- _Aim of the exercise_:
Could you write out the records below again, starting at their beginning and ending at the line containing "pixel 188 40", with the requests left unchanged and every pixel coordinate in the answers scaled by 2.6 and rounded to a whole number (halves rounding up)? Give only those lines.

- _Excerpted records_:

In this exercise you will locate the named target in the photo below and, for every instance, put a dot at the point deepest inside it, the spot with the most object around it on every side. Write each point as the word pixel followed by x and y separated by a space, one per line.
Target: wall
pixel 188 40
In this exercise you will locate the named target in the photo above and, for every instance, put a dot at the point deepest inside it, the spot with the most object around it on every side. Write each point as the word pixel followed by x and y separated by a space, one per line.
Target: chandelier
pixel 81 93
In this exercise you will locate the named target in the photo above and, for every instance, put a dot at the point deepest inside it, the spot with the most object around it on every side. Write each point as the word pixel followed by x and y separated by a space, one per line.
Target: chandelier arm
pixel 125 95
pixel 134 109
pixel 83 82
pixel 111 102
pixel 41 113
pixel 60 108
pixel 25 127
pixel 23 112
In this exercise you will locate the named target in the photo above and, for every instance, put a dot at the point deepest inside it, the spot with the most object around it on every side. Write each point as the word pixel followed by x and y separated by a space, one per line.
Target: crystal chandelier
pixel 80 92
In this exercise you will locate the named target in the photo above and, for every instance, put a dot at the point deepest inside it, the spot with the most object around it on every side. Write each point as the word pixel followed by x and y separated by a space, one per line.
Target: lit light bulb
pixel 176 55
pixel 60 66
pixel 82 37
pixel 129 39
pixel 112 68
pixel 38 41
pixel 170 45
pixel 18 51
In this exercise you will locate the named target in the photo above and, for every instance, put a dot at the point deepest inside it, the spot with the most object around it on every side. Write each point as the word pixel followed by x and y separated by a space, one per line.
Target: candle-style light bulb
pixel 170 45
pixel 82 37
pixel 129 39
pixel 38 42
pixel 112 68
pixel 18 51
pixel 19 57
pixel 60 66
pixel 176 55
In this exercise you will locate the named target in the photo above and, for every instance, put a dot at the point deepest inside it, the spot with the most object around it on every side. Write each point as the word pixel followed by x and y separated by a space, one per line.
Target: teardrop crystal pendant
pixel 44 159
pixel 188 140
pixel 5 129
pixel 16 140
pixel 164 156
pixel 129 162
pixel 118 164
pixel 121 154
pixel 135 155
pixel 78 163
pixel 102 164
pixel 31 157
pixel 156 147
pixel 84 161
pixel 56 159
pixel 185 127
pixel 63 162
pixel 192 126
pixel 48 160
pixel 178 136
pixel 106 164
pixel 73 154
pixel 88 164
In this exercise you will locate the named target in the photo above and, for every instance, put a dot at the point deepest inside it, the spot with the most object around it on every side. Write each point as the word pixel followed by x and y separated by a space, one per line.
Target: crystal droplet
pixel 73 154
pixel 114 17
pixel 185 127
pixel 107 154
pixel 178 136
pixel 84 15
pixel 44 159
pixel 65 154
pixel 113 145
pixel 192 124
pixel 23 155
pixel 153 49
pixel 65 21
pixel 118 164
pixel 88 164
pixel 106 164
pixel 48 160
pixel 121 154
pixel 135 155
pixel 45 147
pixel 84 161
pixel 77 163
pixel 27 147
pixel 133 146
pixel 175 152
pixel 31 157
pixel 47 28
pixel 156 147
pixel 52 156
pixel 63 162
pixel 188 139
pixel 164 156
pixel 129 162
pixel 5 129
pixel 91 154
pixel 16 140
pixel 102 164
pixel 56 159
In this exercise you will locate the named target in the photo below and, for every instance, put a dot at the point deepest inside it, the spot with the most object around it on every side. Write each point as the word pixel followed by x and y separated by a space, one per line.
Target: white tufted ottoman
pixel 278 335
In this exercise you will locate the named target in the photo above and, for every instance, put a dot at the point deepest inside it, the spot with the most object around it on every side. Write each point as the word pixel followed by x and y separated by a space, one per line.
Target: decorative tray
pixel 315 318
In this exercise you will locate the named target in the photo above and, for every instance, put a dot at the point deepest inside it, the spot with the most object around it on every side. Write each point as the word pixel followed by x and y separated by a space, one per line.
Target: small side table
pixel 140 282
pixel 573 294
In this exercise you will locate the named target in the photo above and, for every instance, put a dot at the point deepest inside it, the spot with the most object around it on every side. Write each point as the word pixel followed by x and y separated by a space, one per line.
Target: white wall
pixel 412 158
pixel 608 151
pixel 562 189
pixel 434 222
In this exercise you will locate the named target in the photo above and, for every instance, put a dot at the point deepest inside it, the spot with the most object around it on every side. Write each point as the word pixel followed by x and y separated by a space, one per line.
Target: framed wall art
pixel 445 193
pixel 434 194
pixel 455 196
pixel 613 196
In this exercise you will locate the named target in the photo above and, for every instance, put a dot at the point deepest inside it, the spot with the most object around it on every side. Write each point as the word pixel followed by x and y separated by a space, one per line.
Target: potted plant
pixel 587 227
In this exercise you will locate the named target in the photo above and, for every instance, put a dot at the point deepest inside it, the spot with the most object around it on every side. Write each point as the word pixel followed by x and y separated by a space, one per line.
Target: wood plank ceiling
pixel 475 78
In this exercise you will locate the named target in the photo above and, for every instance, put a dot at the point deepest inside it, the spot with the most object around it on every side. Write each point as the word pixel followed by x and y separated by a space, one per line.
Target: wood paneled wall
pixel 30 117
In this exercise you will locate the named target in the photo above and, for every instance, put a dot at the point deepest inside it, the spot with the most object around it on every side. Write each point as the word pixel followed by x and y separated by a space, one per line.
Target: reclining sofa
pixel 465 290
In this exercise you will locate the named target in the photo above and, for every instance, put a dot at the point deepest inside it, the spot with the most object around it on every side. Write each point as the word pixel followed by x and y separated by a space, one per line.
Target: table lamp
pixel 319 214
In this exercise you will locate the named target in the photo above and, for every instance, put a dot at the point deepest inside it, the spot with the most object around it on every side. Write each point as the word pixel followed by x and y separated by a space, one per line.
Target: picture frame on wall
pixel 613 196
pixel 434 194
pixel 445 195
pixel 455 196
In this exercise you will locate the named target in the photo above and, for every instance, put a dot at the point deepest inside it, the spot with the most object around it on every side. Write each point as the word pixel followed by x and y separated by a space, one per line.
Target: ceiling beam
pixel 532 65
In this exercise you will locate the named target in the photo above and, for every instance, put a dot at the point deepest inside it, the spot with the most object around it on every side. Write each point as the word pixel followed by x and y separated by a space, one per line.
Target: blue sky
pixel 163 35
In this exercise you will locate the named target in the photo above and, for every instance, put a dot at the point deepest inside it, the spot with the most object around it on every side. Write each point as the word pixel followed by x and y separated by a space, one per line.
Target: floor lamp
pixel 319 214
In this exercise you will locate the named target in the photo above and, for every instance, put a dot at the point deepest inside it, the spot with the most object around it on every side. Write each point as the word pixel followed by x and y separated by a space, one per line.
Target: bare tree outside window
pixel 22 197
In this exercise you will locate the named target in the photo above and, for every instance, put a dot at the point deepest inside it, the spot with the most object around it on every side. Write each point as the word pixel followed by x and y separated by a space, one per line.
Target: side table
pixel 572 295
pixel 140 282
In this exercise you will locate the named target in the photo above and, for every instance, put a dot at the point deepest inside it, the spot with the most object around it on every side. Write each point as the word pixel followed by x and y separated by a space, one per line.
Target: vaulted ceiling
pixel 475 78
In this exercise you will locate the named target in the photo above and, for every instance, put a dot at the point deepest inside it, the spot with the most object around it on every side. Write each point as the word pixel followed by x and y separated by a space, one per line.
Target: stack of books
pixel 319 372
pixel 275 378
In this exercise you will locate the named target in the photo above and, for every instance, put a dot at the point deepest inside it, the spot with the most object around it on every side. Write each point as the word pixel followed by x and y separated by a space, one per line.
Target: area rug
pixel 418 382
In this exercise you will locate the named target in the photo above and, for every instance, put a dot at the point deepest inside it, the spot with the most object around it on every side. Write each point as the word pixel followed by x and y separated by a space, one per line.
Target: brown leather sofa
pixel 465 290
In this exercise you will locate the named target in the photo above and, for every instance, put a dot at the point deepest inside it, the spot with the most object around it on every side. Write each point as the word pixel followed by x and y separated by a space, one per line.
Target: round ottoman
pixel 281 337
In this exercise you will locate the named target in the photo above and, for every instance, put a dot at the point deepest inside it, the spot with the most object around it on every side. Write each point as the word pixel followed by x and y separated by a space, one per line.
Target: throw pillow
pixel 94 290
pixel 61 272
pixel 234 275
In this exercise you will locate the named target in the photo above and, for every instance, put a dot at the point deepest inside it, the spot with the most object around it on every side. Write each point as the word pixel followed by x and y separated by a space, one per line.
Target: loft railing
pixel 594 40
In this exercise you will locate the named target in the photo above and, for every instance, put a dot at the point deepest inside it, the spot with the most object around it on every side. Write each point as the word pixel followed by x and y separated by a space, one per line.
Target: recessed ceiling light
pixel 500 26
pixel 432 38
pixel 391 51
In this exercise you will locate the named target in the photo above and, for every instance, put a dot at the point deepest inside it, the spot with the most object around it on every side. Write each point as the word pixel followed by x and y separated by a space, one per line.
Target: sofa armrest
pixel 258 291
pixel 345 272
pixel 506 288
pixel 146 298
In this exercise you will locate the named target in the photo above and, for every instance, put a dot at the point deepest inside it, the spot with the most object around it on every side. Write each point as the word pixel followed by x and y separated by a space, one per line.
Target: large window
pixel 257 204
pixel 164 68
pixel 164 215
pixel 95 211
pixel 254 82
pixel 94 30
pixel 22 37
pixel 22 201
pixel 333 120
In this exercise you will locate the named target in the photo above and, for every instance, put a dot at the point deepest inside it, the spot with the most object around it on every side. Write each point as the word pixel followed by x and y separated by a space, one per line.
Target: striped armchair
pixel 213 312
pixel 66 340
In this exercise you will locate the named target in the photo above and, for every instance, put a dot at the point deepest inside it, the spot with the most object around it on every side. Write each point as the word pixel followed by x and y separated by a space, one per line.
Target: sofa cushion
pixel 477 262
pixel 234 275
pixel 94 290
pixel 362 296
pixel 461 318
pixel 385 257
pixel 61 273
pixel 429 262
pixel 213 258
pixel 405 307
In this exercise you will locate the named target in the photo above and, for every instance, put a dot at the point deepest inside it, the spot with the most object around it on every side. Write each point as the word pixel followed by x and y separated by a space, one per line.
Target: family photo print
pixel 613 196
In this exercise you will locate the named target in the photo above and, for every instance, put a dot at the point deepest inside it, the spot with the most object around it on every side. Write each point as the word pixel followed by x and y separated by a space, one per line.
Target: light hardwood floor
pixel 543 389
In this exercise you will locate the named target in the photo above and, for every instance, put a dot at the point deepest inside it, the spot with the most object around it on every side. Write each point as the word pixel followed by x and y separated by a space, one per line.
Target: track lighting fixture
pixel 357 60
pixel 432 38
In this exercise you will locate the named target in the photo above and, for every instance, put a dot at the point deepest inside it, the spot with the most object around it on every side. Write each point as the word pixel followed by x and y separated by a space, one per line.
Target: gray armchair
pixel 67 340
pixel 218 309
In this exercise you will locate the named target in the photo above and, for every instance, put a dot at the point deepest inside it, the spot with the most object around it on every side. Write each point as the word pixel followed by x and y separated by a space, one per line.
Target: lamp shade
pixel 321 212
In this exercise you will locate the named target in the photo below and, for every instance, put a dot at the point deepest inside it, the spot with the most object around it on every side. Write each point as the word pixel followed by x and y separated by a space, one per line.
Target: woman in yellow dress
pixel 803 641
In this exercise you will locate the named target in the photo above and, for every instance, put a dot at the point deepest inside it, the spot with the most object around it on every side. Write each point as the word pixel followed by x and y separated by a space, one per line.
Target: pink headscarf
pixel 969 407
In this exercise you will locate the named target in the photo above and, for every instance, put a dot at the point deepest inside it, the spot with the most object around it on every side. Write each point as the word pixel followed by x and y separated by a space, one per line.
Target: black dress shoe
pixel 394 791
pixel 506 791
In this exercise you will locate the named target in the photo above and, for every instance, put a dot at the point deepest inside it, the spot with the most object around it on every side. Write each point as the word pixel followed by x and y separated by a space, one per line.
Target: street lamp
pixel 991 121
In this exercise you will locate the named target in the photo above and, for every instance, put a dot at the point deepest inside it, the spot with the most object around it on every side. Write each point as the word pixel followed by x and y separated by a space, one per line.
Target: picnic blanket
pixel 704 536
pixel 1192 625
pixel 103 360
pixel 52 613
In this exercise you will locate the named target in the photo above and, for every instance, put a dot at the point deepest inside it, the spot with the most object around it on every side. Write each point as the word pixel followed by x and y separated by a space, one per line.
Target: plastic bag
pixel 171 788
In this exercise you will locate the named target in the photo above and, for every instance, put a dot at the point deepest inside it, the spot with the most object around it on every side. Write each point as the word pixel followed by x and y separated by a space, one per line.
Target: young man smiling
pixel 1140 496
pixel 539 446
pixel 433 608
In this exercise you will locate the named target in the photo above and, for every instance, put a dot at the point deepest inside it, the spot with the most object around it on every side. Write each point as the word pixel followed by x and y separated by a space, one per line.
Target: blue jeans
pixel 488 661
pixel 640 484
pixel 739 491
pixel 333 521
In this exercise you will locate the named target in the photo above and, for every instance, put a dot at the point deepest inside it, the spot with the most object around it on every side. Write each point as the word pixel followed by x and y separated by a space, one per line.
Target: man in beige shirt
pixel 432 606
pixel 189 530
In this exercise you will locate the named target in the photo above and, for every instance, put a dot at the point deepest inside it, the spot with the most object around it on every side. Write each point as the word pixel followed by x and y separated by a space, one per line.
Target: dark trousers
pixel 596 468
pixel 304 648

- _Response below_:
In this exercise you will locate the named target in the photo below and, for every instance, put a dot at the point deepest inside it, the spot with the most object around it on every side. Write each point as the word pixel followed by x and y separated by a space, one per line.
Target: wall
pixel 489 104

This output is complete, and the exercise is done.